# Your instructions:
Which lines to output? The line containing "madewell store sign." and every line after it in the data below, each copied exactly.

# Material to process:
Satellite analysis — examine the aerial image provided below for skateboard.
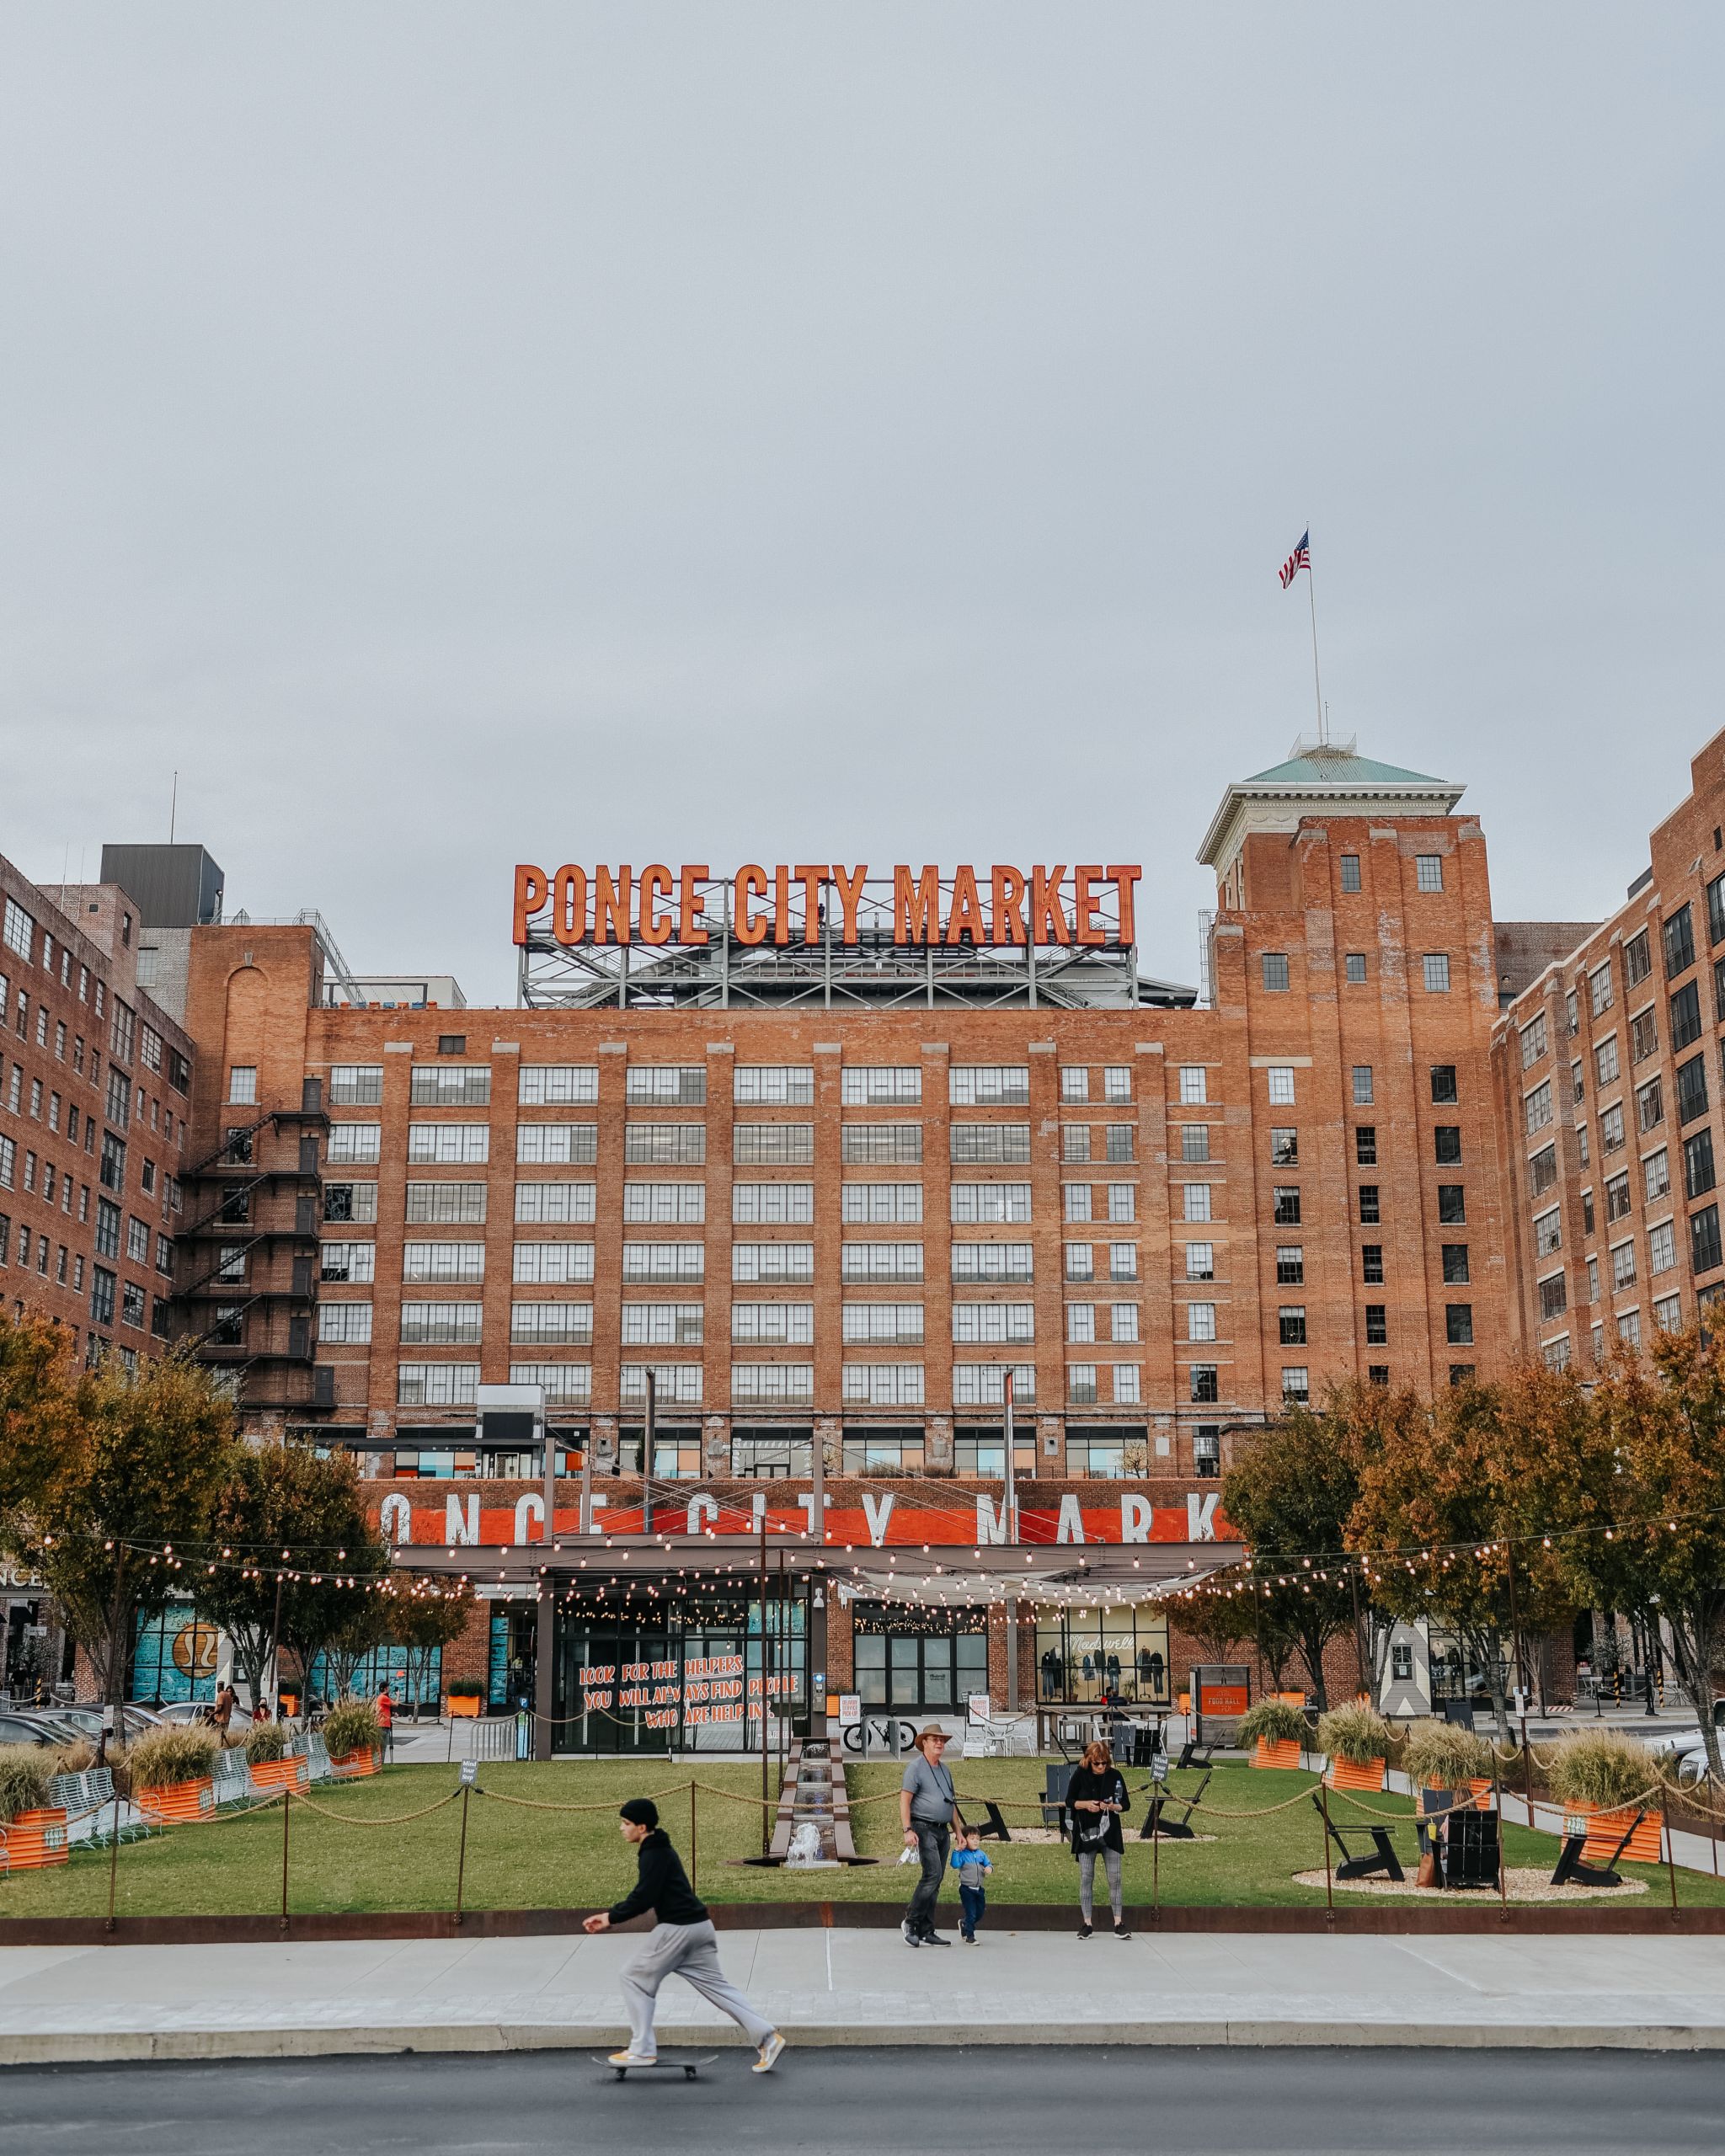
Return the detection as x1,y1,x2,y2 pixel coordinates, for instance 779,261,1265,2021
594,2052,718,2083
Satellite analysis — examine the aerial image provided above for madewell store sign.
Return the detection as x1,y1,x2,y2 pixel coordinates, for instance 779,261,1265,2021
513,864,1143,950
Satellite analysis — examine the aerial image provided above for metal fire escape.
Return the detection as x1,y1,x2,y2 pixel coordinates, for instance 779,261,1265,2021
173,1078,334,1415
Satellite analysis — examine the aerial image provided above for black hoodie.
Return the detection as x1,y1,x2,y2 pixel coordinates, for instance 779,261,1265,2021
606,1828,709,1927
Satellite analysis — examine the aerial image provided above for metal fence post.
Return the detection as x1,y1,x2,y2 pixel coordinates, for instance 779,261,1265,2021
280,1790,291,1935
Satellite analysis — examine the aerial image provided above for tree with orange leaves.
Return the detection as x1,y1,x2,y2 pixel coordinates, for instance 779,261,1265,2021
1343,1372,1578,1723
1565,1321,1725,1781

# Exercise response:
Satellite analysis — examine the aerial image provided above for madewell store sign.
Return the detection as x1,y1,x2,y2 pixel coordinates, for instance 779,261,1265,2021
513,864,1143,950
Satellite analysis — examine the aerial image provided above for metal fire escape.
Return the detection as x1,y1,x2,y2 pixel coordinates, for instance 779,261,1265,2021
173,1078,334,1415
Satellite analysis — examine the aerial image provided above for black hoodie.
Return the detection as x1,y1,x2,y2 pixel coordinates, for instance 779,261,1265,2021
606,1828,709,1927
Satellite analysis — examine the aerial image provided above for metal fence post.
Return the detection as x1,y1,x2,y2 pixel coordinates, for instance 779,261,1265,2021
280,1790,291,1935
Satellite analysis — examine the aerial image provided above for tree with orange leaves.
Return the detection as x1,y1,x2,y2 pixel coordinates, for instance 779,261,1265,2021
1343,1372,1578,1723
1565,1321,1725,1781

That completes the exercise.